+++ 本文

(「試す人:2」の続き)
きさ:
前に言ったっけ?
旦那さんに変なモノが憑いて、心の病になって、
ノイローゼになって仕事に行かなくなった、と。
それをなんとかできないかなって紹介されて、僕に相談に来た人の話。
結婚して5年経ってなかったと思う。
若い人なんだけど、知り合いのお医者さんの紹介で会ったんやけど・・・
まあ、僕を紹介するお医者さんだから、だいたい怪しいのは判るでしょ?(笑)
「怪しいなぁ・・・」と思いつつ会ったんやけど、
話を聞いたら、何か憑いてるっていうのが判ったので、
「それ、取ってあげられるけど、ちょっと費用がかかるよ」って言ったわけ。
「話を聞いて、調べて、エネルギーを放り込んで処理するから、
全部で3時間くらいだから25,000円かな」って言うと、
「今は半分払って、家に帰って主人が治ってたら残り半分払います」って言ったわけよ。
なゆ:
えぇっ!?
きさ:
僕もまさに「えぇっ!?」ってなってね(笑)
なゆ:
そりゃ「えぇっ!?」ですよ!(笑)
きさ:
紹介された時に「たぶんこの話はダメになるかも・・・」って会ったんだけどね。
そして紹介してくれた人に、そのことを伝えた。
その後、旦那さんは病院に入ったよ。
なるようにしてなったのだろうと思う。
せっかくいろんなチャンスが用意されているのに、
使えないというのか、使わないのやね。
神社のお札をもらう時に「5000円」って言われて、
「効いたら払うわ」って言うのと同じじゃん。
なゆ:
本当にそうですよね(笑)
きさ:
うん(笑)すごい根性やなぁと思うねんけど(笑)
なゆ:
例えば、きささんに相談をした時に提示された金額が5000円だったら、
奥さんは「お願いします」って言ったんですかね?
きさ:
う〜〜〜ん・・・そうかもしれないけど、なんて言うの?
病院に入るかどうか、自分の人生のターニングポイントの話でしょ?
それ、5000円なの?
なゆ:
「25,000円は高いからちょっと・・・」って考えちゃったのかな?
と思ったんですけど。
きさ:
逆に5000円って言ったら、怒る人は半分以上おるで。
なゆ:
怒るんですか?
きさ:
怒るよ、本当に。
例えば「料金ってどういう意味か?」っていう話をするやんか。
今みたいに「『あなたの人生のターニングポイントは5000円です』
って言ってるようなモンやで」って言ったら、びっくりするやんか。
そして怒り出す。
「ワシは5000円か!」って。
「お前が言ったんやん!」って思うんだけど(笑)
なゆ:
でもそういう人って、2万、3万って高額になったらなったで、
また躊躇うわけですよね。

++++++
+++ 提供された記録

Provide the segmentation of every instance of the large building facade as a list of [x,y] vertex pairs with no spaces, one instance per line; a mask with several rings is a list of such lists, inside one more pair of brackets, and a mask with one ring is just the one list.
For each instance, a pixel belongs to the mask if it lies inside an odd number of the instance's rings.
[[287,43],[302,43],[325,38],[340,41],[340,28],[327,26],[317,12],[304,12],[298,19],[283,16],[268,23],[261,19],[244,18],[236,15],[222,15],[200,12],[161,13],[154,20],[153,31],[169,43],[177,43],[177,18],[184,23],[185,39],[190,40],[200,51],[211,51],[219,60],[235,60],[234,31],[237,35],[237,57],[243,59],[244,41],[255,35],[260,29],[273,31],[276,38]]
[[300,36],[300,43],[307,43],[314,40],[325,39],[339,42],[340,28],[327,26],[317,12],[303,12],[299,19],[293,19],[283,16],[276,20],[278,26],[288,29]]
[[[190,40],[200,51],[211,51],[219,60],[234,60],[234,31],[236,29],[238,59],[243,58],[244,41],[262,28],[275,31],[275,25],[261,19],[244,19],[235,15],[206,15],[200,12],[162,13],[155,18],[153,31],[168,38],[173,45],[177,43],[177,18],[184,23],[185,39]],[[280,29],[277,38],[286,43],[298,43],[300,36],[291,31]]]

++++++

料金をめぐる対話のうち、「それ、5000円なの?」を含む言葉で始まり「って言ってるようなモンやで」って言ったら、びっくりするやんか。」で終わる部分を、「ターニングポイント」を「転機」に置き換えて書き直してもらえますか?

### 以下が結果
それ、5000円なの?
なゆ:
「25,000円は高いからちょっと・・・」って考えちゃったのかな?
と思ったんですけど。
きさ:
逆に5000円って言ったら、怒る人は半分以上おるで。
なゆ:
怒るんですか?
きさ:
怒るよ、本当に。
例えば「料金ってどういう意味か?」っていう話をするやんか。
今みたいに「『あなたの人生の転機は5000円です』
って言ってるようなモンやで」って言ったら、びっくりするやんか。